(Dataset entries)

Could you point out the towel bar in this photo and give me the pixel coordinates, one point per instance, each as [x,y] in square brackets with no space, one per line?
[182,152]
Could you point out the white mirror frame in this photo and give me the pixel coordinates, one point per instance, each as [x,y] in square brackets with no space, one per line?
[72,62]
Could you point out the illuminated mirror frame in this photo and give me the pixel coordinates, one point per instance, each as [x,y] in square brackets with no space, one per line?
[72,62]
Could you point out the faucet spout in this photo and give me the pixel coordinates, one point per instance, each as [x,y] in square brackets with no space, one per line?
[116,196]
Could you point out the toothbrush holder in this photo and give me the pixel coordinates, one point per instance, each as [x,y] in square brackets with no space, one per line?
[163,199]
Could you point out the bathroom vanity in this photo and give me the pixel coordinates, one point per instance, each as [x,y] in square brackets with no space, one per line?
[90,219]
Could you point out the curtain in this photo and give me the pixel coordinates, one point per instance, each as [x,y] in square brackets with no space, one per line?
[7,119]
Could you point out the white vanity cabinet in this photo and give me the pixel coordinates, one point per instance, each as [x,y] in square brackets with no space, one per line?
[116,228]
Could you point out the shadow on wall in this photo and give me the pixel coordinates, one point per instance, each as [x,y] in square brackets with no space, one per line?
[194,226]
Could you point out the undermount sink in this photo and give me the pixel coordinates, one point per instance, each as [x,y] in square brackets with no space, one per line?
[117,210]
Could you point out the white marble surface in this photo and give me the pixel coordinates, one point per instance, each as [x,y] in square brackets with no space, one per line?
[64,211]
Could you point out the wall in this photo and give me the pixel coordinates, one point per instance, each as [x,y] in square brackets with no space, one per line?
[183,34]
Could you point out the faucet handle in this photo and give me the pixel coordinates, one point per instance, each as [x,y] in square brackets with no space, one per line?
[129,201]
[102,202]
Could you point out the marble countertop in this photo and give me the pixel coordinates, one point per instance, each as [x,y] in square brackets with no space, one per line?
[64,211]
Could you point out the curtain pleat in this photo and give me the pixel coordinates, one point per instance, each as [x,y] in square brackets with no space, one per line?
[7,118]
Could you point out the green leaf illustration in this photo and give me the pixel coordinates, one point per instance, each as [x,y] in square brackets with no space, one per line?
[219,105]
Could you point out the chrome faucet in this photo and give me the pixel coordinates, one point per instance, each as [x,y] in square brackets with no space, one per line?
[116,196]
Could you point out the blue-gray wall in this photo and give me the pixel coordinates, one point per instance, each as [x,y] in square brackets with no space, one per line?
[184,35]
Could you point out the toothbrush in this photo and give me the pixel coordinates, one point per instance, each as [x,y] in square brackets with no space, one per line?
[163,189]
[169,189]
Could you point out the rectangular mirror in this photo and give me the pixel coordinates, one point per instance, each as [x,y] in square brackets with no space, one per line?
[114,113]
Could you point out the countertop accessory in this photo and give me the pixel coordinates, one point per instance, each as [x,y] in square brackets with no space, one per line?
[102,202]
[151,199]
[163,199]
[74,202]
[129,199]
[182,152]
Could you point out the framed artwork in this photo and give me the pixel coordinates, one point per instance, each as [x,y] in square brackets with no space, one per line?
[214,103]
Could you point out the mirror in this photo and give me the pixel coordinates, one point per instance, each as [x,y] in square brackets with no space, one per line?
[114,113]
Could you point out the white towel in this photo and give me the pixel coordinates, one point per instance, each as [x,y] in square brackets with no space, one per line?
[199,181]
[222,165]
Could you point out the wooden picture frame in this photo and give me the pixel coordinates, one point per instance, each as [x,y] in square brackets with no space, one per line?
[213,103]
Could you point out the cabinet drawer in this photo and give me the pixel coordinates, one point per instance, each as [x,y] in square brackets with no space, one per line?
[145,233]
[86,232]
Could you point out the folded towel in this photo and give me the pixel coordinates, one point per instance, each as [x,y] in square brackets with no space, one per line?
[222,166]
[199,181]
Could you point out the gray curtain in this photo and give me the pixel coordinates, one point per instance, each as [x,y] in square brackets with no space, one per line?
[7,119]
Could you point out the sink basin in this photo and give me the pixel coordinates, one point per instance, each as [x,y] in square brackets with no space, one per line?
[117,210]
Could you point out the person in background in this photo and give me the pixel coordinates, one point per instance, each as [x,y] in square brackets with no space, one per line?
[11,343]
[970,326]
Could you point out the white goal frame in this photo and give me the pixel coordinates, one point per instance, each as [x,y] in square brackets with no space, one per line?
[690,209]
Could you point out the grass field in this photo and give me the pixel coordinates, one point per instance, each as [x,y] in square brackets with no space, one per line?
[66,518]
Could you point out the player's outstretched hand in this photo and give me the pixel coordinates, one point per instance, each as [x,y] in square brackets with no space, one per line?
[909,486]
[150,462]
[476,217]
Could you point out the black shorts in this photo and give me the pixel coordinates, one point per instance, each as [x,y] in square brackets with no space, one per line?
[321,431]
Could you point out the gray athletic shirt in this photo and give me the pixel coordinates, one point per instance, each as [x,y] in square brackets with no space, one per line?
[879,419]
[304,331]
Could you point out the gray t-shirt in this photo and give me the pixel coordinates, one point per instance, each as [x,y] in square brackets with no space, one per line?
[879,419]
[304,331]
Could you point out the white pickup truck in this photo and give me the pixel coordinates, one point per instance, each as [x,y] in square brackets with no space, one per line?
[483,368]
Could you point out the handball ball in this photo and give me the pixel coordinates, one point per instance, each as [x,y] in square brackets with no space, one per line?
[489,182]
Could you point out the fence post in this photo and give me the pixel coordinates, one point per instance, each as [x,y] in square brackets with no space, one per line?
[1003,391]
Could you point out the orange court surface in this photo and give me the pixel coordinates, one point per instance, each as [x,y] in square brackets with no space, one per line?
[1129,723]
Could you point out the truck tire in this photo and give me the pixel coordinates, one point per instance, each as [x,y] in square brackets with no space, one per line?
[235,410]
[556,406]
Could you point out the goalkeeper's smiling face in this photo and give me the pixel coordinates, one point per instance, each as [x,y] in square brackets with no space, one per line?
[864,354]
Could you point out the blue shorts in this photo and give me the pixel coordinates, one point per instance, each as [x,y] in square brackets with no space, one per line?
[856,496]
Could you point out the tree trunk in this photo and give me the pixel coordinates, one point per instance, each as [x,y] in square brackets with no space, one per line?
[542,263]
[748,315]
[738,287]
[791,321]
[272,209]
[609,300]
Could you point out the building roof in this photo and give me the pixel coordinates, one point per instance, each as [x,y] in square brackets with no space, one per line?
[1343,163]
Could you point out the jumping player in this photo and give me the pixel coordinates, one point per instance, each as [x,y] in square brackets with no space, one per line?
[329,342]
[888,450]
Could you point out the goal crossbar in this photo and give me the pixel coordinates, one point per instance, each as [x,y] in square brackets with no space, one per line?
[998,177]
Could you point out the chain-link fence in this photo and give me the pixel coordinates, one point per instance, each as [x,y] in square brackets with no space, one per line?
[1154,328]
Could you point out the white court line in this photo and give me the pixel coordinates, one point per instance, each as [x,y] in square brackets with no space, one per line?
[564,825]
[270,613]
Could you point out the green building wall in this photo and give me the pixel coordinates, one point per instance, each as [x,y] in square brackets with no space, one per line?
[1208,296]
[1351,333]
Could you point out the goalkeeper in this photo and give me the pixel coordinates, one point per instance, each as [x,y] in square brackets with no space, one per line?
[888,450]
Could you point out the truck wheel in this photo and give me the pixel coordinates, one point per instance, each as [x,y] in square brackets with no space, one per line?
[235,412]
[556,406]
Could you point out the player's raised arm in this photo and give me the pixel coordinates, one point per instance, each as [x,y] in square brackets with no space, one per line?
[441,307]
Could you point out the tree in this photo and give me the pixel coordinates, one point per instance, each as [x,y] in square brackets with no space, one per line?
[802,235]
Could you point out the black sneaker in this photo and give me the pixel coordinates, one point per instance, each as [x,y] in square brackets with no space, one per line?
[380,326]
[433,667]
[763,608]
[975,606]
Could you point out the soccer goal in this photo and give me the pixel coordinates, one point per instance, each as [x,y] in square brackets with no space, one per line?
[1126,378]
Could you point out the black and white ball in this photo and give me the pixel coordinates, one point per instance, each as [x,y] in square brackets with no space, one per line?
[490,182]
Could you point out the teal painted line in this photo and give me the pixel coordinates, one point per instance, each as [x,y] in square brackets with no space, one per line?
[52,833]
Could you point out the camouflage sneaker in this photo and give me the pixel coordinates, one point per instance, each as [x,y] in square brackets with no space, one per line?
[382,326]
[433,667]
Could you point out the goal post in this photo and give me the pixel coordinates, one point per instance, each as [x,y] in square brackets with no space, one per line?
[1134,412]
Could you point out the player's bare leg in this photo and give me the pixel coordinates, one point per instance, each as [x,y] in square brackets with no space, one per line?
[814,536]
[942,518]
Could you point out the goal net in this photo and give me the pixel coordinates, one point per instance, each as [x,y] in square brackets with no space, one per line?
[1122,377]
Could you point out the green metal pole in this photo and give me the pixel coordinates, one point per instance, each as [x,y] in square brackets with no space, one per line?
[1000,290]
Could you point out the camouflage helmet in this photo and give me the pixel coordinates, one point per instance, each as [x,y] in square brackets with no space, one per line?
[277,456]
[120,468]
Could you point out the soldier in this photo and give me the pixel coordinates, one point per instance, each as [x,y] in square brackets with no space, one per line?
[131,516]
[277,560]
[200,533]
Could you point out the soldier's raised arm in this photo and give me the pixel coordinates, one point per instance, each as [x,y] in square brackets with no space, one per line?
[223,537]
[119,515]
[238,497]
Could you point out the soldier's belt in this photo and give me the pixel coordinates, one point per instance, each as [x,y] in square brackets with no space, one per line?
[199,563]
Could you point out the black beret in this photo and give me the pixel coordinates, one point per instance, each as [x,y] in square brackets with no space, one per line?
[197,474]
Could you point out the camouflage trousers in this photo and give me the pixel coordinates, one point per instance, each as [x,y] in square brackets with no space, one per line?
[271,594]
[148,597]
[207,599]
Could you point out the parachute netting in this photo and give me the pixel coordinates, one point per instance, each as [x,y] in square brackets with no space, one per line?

### WHAT IS REQUIRED
Write out exactly the final stretch of the records: the line containing "Could you point out the camouflage sneaker" and every line after it, through the last, and nothing else.

### FULL SOLUTION
Could you point out the camouflage sneaker in this photo and give me the pixel coordinates, one point per instance, each as [x,y] in square brackets with no space, one per line?
[382,326]
[433,667]
Could you point out the goal post in this photo and give me the pixel coordinates, one point per instance, each as [x,y] in square brackets with no space, one per line?
[1134,412]
Could you point out the player's bare leg in this photo and give me the pixel coordinates, one point per instance, each as [x,y] in square brackets with no space, one per line?
[814,536]
[942,518]
Could you point out the goal net in this photo and give me the pixel coordinates, one point per instance, each as [x,y] in square brackets with no space, one per line?
[1122,377]
Could you point out the green metal pole in this photo and give me the pixel coordinates, one point per instance, each as [x,y] in square brackets with no space, one per line?
[1000,290]
Could you point out the camouflage helmet in this photo and give me the pixel coordinates, one point per instance, each as [x,y] in square brackets with no space, one per line?
[277,456]
[120,468]
Could you point out the soldier in this photo and give me the pixel coordinates, one point per instance, each as [x,y] in square brackets with no space, one per line?
[131,516]
[277,560]
[200,533]
Could you point out the soldier's raised arm in this photo and give me the pixel coordinates, one point per instance, each as [x,y] in square brackets with no space, one per line?
[223,537]
[119,515]
[238,497]
Could you point out the soldier's belt in this photo and give me the pixel coordinates, one point per instance, each as [x,y] in square brackets with no space, one per line?
[199,563]
Could you point out the black beret in this photo and give me the pixel coordinates, one point per instance, each as [x,y] in square brackets with no space, one per line?
[197,474]
Could you point out the camouflage trousers in this photo and give me the pixel coordinates, one point per instance, each as [x,y] in square brackets with no space, one per line?
[271,594]
[148,597]
[207,599]
Could you point out the parachute netting in this photo and give me the pixel coordinates, one point per instance, each as [x,y] in square brackets with no space, one per line?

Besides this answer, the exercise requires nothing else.